## TASK PROMPT
Print out each entry below exactly, please.

-- BEGIN --

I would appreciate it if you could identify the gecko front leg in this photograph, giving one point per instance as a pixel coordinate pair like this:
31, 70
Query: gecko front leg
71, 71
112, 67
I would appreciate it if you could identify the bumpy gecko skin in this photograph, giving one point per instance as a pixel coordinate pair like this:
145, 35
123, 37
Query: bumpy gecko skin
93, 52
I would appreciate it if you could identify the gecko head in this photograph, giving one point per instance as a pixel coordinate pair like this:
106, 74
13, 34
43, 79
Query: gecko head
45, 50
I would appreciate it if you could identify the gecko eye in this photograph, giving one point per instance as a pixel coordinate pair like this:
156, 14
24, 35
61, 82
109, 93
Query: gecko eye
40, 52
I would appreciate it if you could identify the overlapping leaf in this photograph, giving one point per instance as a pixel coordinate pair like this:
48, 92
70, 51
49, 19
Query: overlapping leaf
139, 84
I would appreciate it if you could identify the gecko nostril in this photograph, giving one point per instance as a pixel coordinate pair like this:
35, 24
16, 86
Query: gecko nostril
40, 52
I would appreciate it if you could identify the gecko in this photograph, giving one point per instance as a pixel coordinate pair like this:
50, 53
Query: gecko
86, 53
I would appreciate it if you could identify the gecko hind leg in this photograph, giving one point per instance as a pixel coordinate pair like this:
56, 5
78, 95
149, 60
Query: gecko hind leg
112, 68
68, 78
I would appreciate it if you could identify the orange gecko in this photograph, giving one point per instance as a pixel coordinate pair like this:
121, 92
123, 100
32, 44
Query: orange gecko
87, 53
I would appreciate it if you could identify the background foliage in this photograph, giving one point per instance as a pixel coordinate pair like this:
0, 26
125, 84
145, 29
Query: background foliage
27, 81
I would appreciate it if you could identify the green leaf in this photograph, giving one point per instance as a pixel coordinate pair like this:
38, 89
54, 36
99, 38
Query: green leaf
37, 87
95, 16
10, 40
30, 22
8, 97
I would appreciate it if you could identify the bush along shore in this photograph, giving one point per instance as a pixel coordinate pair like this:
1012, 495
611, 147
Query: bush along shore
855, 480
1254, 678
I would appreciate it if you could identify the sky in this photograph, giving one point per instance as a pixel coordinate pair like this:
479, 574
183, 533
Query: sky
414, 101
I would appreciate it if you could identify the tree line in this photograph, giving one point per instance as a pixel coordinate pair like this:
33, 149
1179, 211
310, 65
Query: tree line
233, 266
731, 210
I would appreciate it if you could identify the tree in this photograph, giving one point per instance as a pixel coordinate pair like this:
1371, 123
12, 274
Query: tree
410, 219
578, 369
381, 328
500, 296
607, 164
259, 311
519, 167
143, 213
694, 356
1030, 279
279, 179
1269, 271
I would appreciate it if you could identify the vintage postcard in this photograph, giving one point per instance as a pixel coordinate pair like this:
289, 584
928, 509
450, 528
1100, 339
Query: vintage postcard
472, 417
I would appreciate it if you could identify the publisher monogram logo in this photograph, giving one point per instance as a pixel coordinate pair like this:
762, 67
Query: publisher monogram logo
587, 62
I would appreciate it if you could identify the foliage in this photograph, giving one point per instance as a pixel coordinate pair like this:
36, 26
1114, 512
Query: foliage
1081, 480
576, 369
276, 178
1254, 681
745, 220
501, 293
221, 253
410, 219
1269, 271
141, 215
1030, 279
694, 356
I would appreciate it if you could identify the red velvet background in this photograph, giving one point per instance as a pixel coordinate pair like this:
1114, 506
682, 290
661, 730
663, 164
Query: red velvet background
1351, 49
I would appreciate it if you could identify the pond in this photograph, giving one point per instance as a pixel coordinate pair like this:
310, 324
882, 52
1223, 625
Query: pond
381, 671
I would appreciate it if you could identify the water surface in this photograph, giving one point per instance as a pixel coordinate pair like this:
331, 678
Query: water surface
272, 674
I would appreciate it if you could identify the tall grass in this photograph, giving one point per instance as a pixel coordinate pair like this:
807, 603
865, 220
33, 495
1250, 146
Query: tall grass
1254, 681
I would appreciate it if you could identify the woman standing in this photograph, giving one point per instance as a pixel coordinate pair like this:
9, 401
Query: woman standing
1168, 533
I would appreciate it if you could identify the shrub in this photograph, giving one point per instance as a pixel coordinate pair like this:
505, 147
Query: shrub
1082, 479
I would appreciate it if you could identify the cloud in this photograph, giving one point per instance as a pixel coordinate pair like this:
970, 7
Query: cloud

-- END --

## EXERCISE ANSWER
I would appreciate it if you could identify the gecko front leg in this photograph, giving one point per instance as a pixel coordinate pair like this:
31, 70
Query: gecko front leg
71, 71
112, 67
I would appreciate it if you could identify the bumpy gecko skin in this photograph, giving one point per instance as a pixel coordinate pair like this:
145, 35
123, 37
Query: bumpy gecko skin
93, 52
I would appreciate it if you could identify the gecko head in this photograph, giving one point per instance as a pixel coordinate pair like this:
106, 74
13, 34
43, 79
Query: gecko head
45, 50
I would appreciate it if you could identify the gecko eye in this photograph, giving one point per instance as a pixel coordinate pair like this:
156, 14
24, 35
61, 82
109, 93
Query: gecko eye
40, 52
I would appreciate it if you could identify the overlapping leaf in this photograph, giving one point per instance as a pixel coordinate pair like this:
48, 92
70, 51
49, 19
Query: overlapping leaf
139, 84
I would appreciate it if you could identify the gecko nostril in this photograph, giving one point per instance as a pixel coordinate pair like this:
35, 24
16, 86
Query: gecko nostril
40, 52
I would appreciate it if you could identify the gecko in this photograph, giving one point per instance as a pixel coordinate pair like this:
50, 53
Query: gecko
86, 53
I would appreciate it if you could identify the gecko hind leg in this photograph, giving one point per instance as a pixel coordinate pair like this:
56, 5
78, 95
149, 60
Query: gecko hind leg
112, 68
68, 78
I would appreciate it if you could identify the orange gecko in this photograph, giving one point per instance as a pixel coordinate pair like this:
121, 92
123, 100
32, 44
Query: orange gecko
87, 53
I would appreciate it if you could identify the background foliage in this photograph, giving one point per instance as a pixel coordinate pair like this:
0, 26
125, 84
145, 29
Query: background foliage
27, 81
I would appreciate it if you could identify the green leaf in this photograph, giving one point per instance as a pixel coordinate pair like this:
38, 89
54, 36
99, 38
Query: green leaf
37, 87
95, 16
10, 40
30, 22
8, 97
I would appreciate it if you could identify the bush along shore in this photograph, giving one point per instance as a pixel coordinate pair like this:
1012, 495
611, 147
Query: bush along shore
855, 480
1254, 678
I would appreciate it if you could identify the sky in this photograph, giving one point per instance as a pixel coordinate pair like this:
479, 574
183, 533
Query: sky
414, 101
I would appreciate it if you could identify the tree line in this photograph, giving one point per instance as a pixel coordinate pair like this:
33, 149
1179, 211
310, 65
Query: tree line
233, 266
731, 210
I would appreciate it if you could identify the tree in this photograph, giving one point per instance as a pixel coordinate pair like this:
1371, 123
12, 274
Query: tree
410, 219
578, 369
381, 328
500, 296
607, 164
259, 311
519, 167
143, 213
694, 356
1030, 279
279, 179
1269, 271
I would appreciate it if you could identify the vintage postcard in this photograph, giving one point per instance as a pixel coordinate pair like this:
289, 584
928, 509
450, 528
1100, 339
Query: vintage postcard
472, 417
I would appreciate it if you could identify the publisher monogram logo in this photograph, giving one point per instance as a pixel coordinate pair like this:
762, 67
Query: publisher monogram logo
587, 62
I would appreciate it if you could identify the foliage in this photograph, giving one point per instance as a pixel coordinate pair like this:
36, 26
1114, 512
Query: foliage
1081, 480
576, 369
276, 178
1254, 681
745, 220
501, 293
221, 253
410, 219
1269, 271
141, 215
1030, 279
694, 356
I would appreciate it if you could identify the red velvet background in this photograph, giving one point per instance as a pixel coordinate pair like this:
1114, 506
682, 290
661, 730
663, 164
Query: red velvet background
1351, 49
I would appreciate it if you could identify the pond in this photograph, giving one point per instance as a pixel coordinate pair like this:
310, 324
882, 52
1223, 625
Query: pond
381, 671
I would appreciate it if you could identify the water surface in this photograph, giving one point per instance as a pixel coordinate pair like this:
331, 678
Query: water surface
272, 674
I would appreciate it if you could identify the tall grass in this photograph, giving one point per instance as a pixel coordinate pair like this:
807, 603
865, 220
33, 495
1250, 146
Query: tall grass
1254, 681
I would appreciate it if you could identify the woman standing in this photograph, giving one point per instance as a pixel coordinate pair like this:
9, 401
Query: woman standing
1168, 533
I would appreciate it if you could identify the shrub in this photograph, giving one point per instance as a pixel coordinate pair like this:
505, 147
Query: shrub
1082, 479
I would appreciate it if you could identify the cloud in this photograph, giving one point per instance as a pixel coordinate pair like this:
970, 7
Query: cloud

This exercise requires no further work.